Rows excerpted from a collection
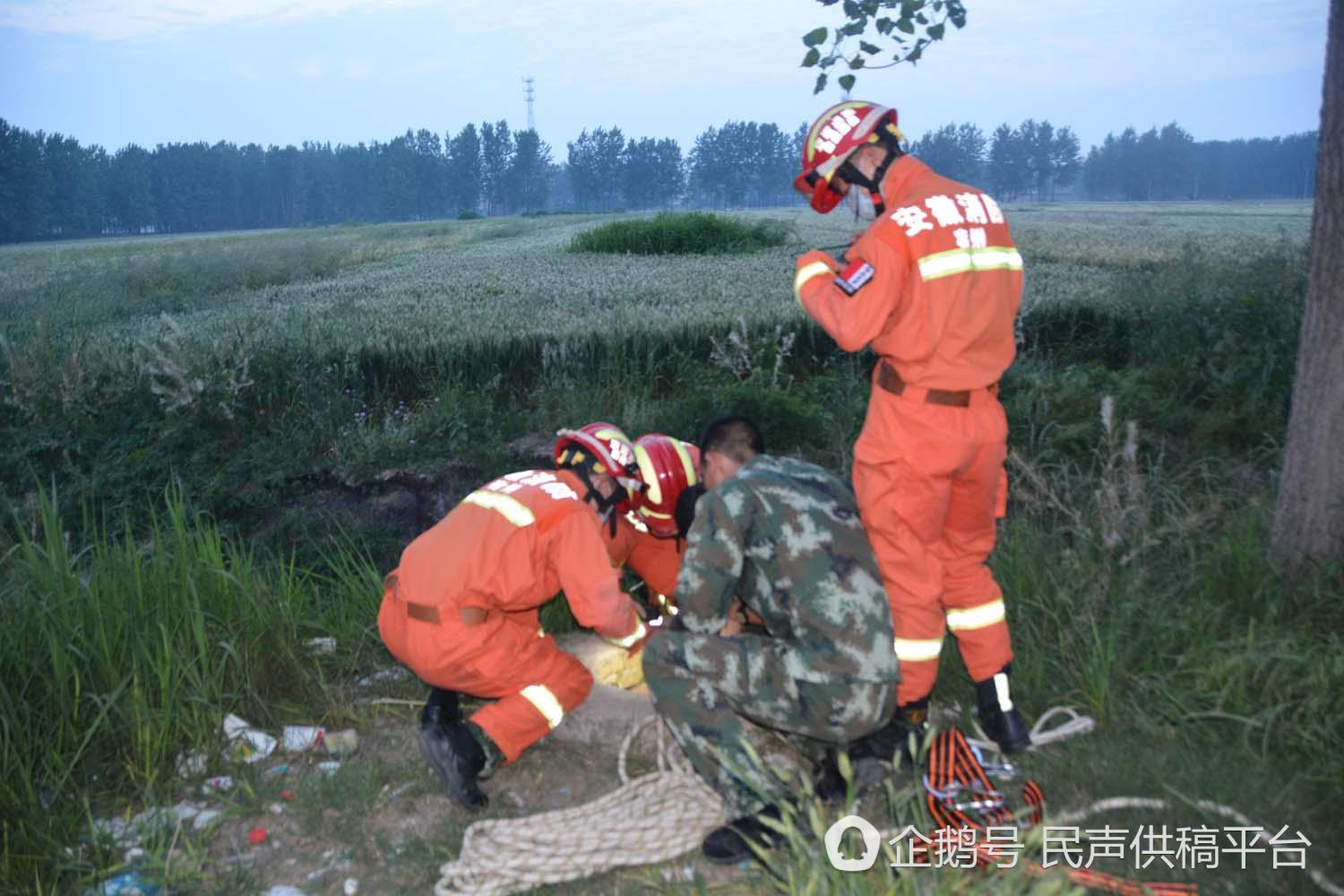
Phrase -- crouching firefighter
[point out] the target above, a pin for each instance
(933, 285)
(650, 538)
(461, 607)
(782, 538)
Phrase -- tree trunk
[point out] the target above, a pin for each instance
(1309, 516)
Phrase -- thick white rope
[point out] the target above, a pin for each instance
(666, 813)
(648, 820)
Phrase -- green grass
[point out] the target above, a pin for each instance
(683, 234)
(1137, 582)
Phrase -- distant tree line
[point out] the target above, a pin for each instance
(53, 187)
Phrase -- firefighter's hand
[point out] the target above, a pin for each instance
(816, 255)
(737, 618)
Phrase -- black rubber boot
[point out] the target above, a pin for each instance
(457, 759)
(728, 845)
(997, 716)
(883, 743)
(441, 708)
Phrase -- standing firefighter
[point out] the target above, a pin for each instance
(933, 285)
(782, 538)
(460, 608)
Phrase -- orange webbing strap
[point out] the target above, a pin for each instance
(954, 771)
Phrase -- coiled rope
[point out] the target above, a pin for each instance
(663, 814)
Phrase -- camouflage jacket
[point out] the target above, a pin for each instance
(784, 538)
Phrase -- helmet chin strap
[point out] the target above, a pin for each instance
(873, 185)
(605, 504)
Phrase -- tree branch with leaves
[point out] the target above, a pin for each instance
(878, 34)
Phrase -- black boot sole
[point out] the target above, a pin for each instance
(438, 753)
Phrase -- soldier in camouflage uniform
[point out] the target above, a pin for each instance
(782, 538)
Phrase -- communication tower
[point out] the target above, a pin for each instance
(529, 96)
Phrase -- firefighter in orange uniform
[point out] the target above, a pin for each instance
(461, 607)
(933, 285)
(648, 540)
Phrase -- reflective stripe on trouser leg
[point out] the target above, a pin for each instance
(972, 599)
(902, 513)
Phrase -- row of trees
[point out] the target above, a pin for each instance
(1171, 164)
(53, 187)
(1032, 160)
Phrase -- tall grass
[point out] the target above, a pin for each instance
(682, 234)
(120, 650)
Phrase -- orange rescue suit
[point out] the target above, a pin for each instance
(933, 287)
(653, 559)
(460, 610)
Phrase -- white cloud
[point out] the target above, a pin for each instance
(309, 67)
(358, 69)
(148, 19)
(245, 72)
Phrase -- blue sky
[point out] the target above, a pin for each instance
(117, 72)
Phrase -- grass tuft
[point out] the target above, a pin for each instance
(682, 234)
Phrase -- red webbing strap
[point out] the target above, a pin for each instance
(952, 762)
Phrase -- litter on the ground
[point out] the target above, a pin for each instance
(128, 884)
(204, 818)
(245, 742)
(320, 646)
(300, 737)
(185, 812)
(341, 743)
(220, 783)
(395, 673)
(190, 764)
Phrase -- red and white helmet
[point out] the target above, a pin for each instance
(832, 139)
(607, 449)
(667, 468)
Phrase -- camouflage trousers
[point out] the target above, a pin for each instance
(722, 697)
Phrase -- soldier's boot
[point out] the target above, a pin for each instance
(457, 756)
(905, 732)
(730, 844)
(997, 716)
(866, 772)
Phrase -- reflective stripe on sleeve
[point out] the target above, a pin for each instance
(513, 509)
(959, 261)
(631, 638)
(980, 616)
(546, 702)
(808, 271)
(910, 650)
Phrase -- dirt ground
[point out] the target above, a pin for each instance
(382, 820)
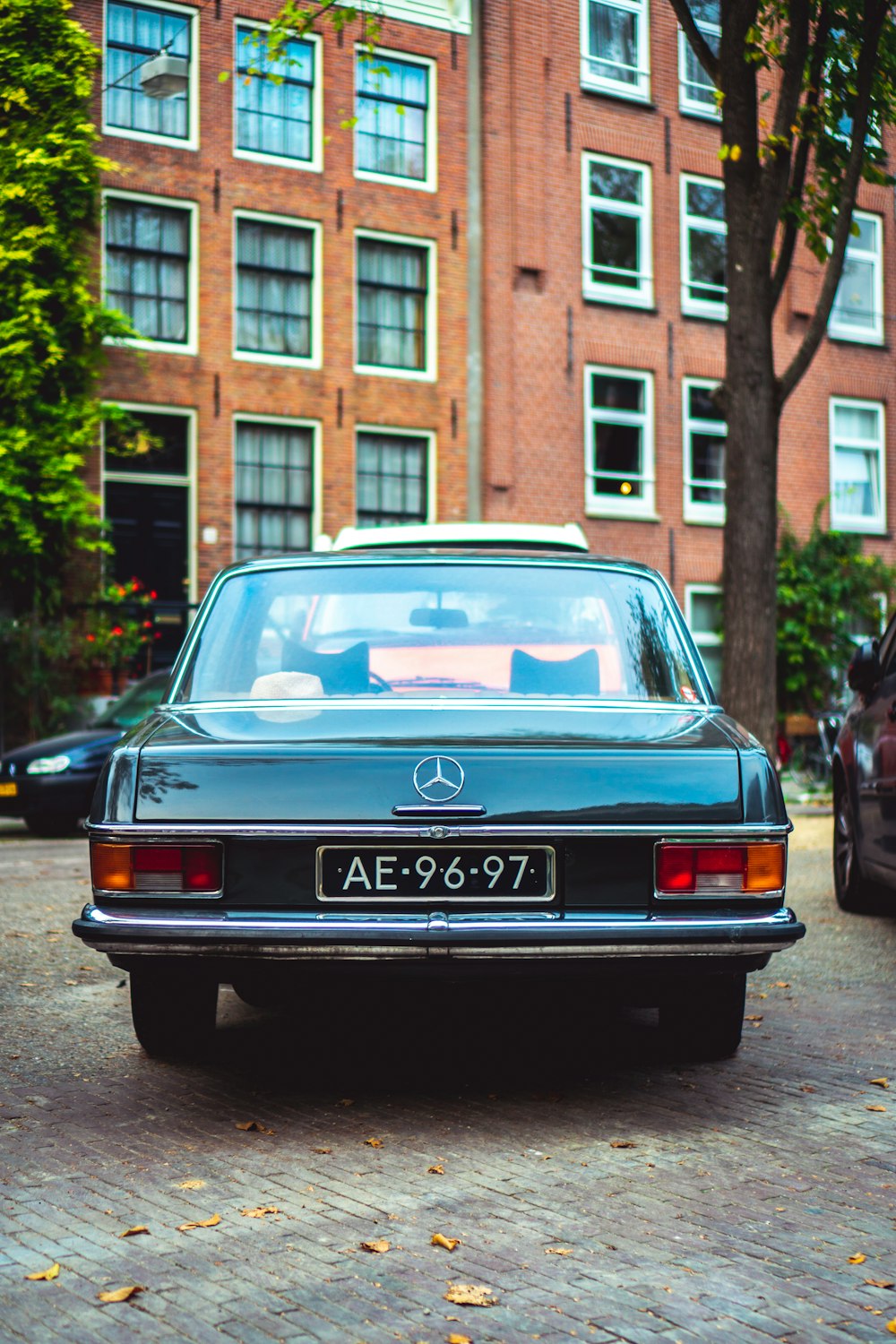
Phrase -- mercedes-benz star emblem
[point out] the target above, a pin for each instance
(438, 779)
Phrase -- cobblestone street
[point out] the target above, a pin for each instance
(597, 1193)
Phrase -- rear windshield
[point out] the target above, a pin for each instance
(441, 629)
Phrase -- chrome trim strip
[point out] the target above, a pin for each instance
(443, 897)
(446, 933)
(338, 952)
(734, 831)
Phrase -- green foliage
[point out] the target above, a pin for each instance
(51, 325)
(46, 663)
(828, 593)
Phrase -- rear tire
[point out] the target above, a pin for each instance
(174, 1011)
(852, 890)
(704, 1019)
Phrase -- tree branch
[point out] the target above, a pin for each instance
(876, 15)
(699, 45)
(801, 159)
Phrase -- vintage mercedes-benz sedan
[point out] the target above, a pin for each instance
(445, 757)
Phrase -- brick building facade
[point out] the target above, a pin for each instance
(504, 300)
(603, 300)
(298, 284)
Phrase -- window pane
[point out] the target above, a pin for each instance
(392, 108)
(274, 117)
(392, 478)
(134, 35)
(147, 268)
(616, 392)
(273, 488)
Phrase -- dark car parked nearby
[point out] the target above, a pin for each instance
(864, 771)
(425, 752)
(51, 782)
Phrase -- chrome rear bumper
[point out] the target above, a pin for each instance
(544, 935)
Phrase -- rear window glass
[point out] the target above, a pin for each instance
(440, 629)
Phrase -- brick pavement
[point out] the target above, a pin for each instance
(750, 1185)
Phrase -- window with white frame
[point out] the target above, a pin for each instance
(704, 247)
(618, 416)
(696, 90)
(277, 99)
(395, 293)
(857, 465)
(276, 292)
(702, 612)
(148, 258)
(392, 472)
(616, 53)
(394, 104)
(616, 231)
(857, 312)
(134, 34)
(273, 487)
(704, 453)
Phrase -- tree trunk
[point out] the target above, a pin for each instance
(751, 516)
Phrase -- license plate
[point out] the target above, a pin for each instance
(471, 873)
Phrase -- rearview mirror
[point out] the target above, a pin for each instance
(864, 671)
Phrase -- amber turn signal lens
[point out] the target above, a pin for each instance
(764, 867)
(158, 868)
(719, 870)
(112, 867)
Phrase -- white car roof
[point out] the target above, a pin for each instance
(524, 537)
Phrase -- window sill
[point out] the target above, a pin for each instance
(389, 180)
(147, 137)
(621, 91)
(643, 306)
(616, 515)
(314, 164)
(414, 375)
(857, 339)
(160, 347)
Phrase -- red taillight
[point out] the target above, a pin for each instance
(166, 868)
(718, 870)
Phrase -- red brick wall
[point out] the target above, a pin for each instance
(532, 273)
(276, 390)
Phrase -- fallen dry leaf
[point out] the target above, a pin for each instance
(447, 1242)
(207, 1222)
(121, 1295)
(470, 1295)
(46, 1273)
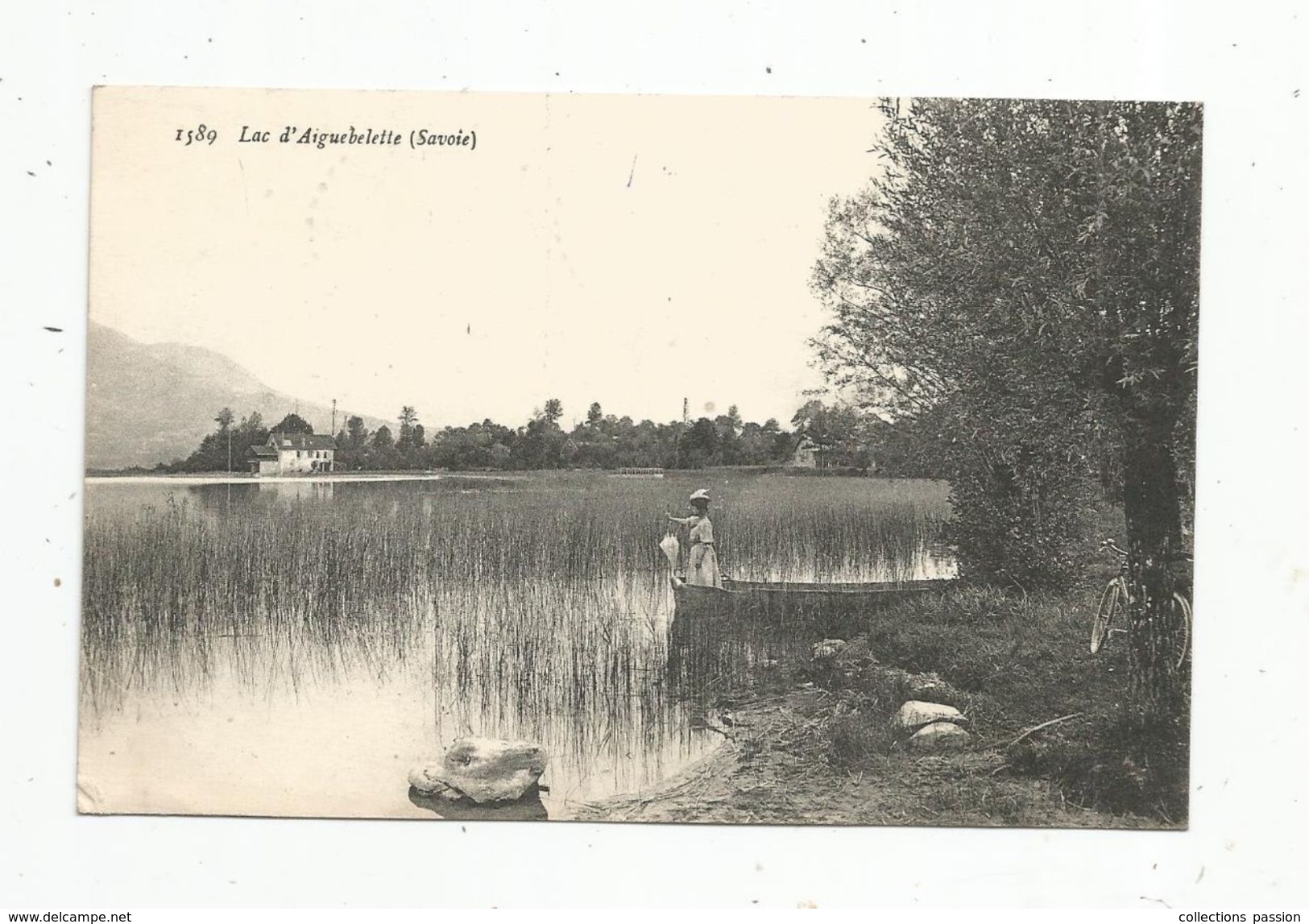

Written exercise
Write out all the rows again, replacing "a pin for each instance" with "one pin per instance" and keeping everything else unchanged. Leave out the pictures.

Full solution
Phrase -- crouching firefighter
[point out] the target above, one pin per instance
(933, 285)
(650, 538)
(461, 607)
(782, 538)
Phrase -- tree trunk
[point out] the target above, one pin per instance
(1309, 516)
Phrase -- thick white rope
[point out] the target above, one pin per instance
(666, 813)
(648, 820)
Phrase -- green grass
[point out] the target above, one pin per instance
(683, 234)
(1137, 582)
Phrase -- distant tree line
[point out] the target above, one pin per instance
(53, 187)
Phrase -- firefighter's hand
[point out] the target above, one pin per instance
(816, 255)
(737, 618)
Phrase -- black rubber boot
[point out] the target above, one pin per instance
(457, 759)
(728, 845)
(997, 716)
(883, 743)
(441, 708)
Phrase -- standing firefighter
[point out] the target above, one pin per instance
(933, 285)
(782, 538)
(460, 608)
Phrase -- orange webbing strap
[point out] the target above, one pin per instance
(954, 771)
Phrase -- coiled rope
[point out] the target above, one pin per instance
(663, 814)
Phrase -- camouflage jacket
[point out] the target above, one pin per instance
(784, 538)
Phrase -- helmet chin strap
[point out] the target above, one pin per instance
(873, 185)
(605, 504)
Phrase -- tree branch with leaves
[point out] the target above, one pin per instance
(878, 34)
Phrase -- black boot sole
[point out] the target above, one pin per instance
(438, 753)
Phrase -- soldier in camouflage uniform
[point out] the target above, one pin per instance
(782, 538)
Phrase -- communication tower
[point out] the target above, one pin per instance
(529, 96)
Phrase -- firefighter in orange uniform
[point out] the target above, one pin per instance
(461, 607)
(933, 285)
(648, 540)
Phrase -- reflective stripe on trouser leg
[point out] the target above, one pin per instance
(972, 599)
(902, 513)
Phrase -- row of trees
[point out] the target above, one pin per instance
(1171, 164)
(53, 187)
(1032, 160)
Phrase -- tall grass
[point out] the target above, one pin per instance
(682, 234)
(120, 650)
Phrase -- orange rescue suit
[point out] the target above, one pin per instance
(933, 287)
(653, 559)
(460, 610)
Phrase -- white cloud
[point out] the target above, one pin per instance
(309, 67)
(358, 69)
(148, 19)
(245, 72)
Phrase -- blue sky
[point out] the target above, one pin per instance
(117, 72)
Phrase -- grass tuft
[point out] the target above, one pin per instance
(682, 234)
Phrase -- red webbing strap
[point out] the target above, one pin per instance
(952, 762)
Phrase -- litter on the ground
[point out] the target above, one pin per instance
(128, 884)
(204, 818)
(245, 742)
(320, 646)
(300, 737)
(185, 812)
(341, 743)
(220, 783)
(395, 673)
(190, 764)
Phrase -- red and white helmet
[point out] the target above, one pin per instance
(832, 139)
(607, 449)
(667, 468)
Phrase -- camouflage trousers
[point out] the target above, one pin per instance
(722, 697)
Phrase -- soldier's boot
[point out] the target above, one pin per instance
(457, 756)
(905, 732)
(730, 844)
(997, 716)
(866, 772)
Phrase -- reflective stripe on sleeve
[point out] the target above, one pin per instance
(513, 509)
(959, 261)
(631, 638)
(980, 616)
(546, 702)
(808, 271)
(910, 650)
Phrase -- dirt ground
[point out] the target above, one pin per instance
(382, 820)
Phrase -- mercedes-benz star emblem
[point out] the target above, one pin per instance
(438, 779)
Phrase -- cobblestone street
[point out] the target above, one pin per instance
(597, 1193)
Phrase -- rear windshield
[point out] the target above, one pin per instance
(441, 629)
Phrase -- chrome trim strip
[point out] the target above, one pin per instance
(443, 897)
(446, 933)
(338, 952)
(734, 831)
Phrase -- green foliage
[point out] the target above, one pin per instance
(51, 325)
(46, 663)
(828, 593)
Phrase -- rear tire
[point out] the target above, one pin per instance
(174, 1011)
(852, 890)
(704, 1019)
Phrase -- tree branch
[point out] the target above, one pin per instance
(876, 15)
(699, 45)
(801, 159)
Phrase -- vintage mercedes-benz sedan
[point out] the target above, one pin per instance
(445, 757)
Phrase -- brick building facade
[point out] the target above, one pin per instance
(504, 300)
(603, 300)
(298, 284)
Phrase -- window pane
[point out] the target above, one pin per instance
(392, 108)
(274, 117)
(392, 478)
(134, 35)
(147, 268)
(616, 392)
(273, 488)
Phrase -- dark car parked nearby
[point out] the target above, one pin per instance
(864, 771)
(425, 752)
(51, 782)
Phrase -- chrome rear bumper
[point out] the target above, one pin per instance
(544, 935)
Phrase -- rear window glass
[point out] the target above, one pin per instance
(440, 629)
Phrase -- brick pavement
[point out] the target above, one pin per instance
(750, 1185)
Phrase -- window with white frame
[point out] the target above, one pin per instance
(704, 247)
(618, 416)
(696, 90)
(277, 99)
(395, 293)
(857, 465)
(276, 292)
(702, 612)
(148, 258)
(392, 472)
(616, 53)
(394, 104)
(616, 231)
(857, 312)
(134, 34)
(273, 487)
(704, 453)
Phrase -- tree trunk
[point out] the target above, one pin per instance
(751, 516)
Phrase -- license plate
[point out] the target above, one pin per instance
(471, 873)
Phrase -- rearview mirror
[point out] the target above, one pin per instance
(864, 671)
Phrase -- amber turn signal lens
[point out] the target above, one pin per instance
(764, 867)
(158, 868)
(719, 870)
(112, 867)
Phrase -- white car roof
[point out] the target above, one pin per instance
(524, 537)
Phrase -- window sill
[point out] the target above, one pin per instance
(389, 180)
(147, 137)
(621, 91)
(643, 306)
(616, 515)
(314, 164)
(414, 375)
(857, 339)
(160, 347)
Phrase -- red taillight
[point out] the target above, one pin per instance
(166, 868)
(718, 870)
Phrase -- red brick wall
[point out] the target above, one pin per instance
(532, 273)
(276, 390)
Phrase -- fallen dry leaf
[point out] the target above, one pin per instance
(447, 1242)
(207, 1222)
(121, 1295)
(470, 1295)
(46, 1273)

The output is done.